Render the lines of the listing below, from the line containing "For the evaluation set, tag each instance of the street" through the end, as a Markdown table with columns No. and Line, leaving out any blank lines.

Material
----------------------------------------
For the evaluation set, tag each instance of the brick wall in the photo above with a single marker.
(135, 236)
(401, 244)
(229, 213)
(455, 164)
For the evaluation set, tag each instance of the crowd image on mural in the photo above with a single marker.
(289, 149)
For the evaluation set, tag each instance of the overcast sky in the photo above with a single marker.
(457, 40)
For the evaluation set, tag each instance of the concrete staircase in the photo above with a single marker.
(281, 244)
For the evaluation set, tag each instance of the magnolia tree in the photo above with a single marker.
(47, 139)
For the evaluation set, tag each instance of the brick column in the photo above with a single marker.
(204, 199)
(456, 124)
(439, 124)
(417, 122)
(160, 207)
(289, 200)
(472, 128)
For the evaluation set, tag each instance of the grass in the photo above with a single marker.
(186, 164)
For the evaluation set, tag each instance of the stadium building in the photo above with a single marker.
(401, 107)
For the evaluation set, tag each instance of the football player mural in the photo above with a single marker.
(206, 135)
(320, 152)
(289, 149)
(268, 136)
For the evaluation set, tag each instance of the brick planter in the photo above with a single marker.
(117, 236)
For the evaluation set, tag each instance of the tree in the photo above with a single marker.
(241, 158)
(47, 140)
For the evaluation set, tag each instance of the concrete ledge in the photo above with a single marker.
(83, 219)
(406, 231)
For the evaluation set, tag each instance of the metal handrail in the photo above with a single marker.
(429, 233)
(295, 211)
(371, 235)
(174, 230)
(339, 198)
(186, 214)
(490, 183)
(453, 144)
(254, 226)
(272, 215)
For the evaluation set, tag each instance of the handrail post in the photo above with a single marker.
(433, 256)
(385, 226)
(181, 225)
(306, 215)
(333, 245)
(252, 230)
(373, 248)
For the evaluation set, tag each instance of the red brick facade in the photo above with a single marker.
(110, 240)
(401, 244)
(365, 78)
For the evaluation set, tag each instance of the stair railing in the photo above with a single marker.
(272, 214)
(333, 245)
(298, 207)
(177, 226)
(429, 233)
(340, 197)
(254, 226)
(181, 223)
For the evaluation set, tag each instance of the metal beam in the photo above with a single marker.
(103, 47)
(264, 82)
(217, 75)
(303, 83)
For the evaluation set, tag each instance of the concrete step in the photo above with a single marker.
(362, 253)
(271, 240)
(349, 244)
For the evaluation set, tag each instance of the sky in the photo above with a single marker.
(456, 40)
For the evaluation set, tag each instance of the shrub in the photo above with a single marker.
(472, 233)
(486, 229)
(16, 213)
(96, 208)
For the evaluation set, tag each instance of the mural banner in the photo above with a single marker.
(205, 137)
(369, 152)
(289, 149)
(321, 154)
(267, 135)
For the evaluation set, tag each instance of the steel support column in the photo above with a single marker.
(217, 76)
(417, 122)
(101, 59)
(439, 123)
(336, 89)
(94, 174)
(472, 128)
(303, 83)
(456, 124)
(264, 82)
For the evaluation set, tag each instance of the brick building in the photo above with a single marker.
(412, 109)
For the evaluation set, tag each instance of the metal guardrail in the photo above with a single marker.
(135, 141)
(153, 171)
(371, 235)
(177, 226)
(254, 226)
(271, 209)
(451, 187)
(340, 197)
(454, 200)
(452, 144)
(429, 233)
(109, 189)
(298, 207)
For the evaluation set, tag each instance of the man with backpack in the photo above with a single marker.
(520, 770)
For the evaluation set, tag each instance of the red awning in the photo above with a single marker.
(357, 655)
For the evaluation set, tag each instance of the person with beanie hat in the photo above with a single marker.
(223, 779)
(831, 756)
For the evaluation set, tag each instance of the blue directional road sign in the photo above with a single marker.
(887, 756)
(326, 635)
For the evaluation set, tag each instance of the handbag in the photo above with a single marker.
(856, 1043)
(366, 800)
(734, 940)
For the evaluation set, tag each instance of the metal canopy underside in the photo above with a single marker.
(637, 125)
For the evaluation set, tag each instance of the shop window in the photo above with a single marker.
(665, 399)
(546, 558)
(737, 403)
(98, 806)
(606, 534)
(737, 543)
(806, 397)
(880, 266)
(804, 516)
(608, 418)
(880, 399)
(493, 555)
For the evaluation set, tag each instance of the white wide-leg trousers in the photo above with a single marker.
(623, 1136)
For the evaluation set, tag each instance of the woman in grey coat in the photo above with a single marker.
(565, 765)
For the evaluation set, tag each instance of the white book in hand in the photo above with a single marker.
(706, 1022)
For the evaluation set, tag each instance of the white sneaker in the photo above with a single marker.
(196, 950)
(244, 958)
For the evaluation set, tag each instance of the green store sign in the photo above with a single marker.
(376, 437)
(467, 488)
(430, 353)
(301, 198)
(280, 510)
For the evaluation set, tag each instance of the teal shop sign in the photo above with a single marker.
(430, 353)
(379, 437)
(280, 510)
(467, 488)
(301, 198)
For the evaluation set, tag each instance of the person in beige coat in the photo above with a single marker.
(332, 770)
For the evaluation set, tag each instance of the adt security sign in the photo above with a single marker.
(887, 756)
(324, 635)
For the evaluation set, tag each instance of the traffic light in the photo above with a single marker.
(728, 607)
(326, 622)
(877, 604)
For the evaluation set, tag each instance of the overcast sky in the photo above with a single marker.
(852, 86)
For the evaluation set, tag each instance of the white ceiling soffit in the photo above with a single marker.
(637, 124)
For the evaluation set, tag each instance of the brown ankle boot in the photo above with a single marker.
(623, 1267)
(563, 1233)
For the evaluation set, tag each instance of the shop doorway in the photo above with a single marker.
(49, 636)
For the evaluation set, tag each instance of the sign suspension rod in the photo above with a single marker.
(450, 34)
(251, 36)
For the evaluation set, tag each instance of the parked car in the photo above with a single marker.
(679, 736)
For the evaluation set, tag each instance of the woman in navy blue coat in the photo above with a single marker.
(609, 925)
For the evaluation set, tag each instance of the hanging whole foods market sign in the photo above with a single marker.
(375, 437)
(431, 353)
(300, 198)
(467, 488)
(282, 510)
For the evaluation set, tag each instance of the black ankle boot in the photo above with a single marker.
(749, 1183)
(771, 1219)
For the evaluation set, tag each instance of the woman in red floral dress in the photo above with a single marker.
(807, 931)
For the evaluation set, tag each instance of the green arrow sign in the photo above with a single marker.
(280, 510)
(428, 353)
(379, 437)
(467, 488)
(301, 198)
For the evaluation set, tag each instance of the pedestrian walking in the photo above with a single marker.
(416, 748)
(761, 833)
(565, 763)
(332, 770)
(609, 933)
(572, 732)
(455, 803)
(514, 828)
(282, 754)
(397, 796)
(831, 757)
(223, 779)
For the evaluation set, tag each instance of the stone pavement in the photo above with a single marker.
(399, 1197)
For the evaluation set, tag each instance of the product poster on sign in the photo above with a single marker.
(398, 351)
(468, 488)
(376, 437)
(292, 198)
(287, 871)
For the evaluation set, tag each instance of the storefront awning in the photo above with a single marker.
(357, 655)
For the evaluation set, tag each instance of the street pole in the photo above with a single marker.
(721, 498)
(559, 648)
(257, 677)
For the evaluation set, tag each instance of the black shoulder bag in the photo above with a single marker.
----------------------------------------
Right answer
| No. | Line |
|---|---|
| 1 | For the evaluation set, tag each instance of the street pole in the photo above with a single marker. |
| 2 | (721, 498) |
| 3 | (559, 648) |
| 4 | (257, 677) |
| 5 | For the evaluation set, tag each instance of the black shoulder bag in the photo above with a single marker. |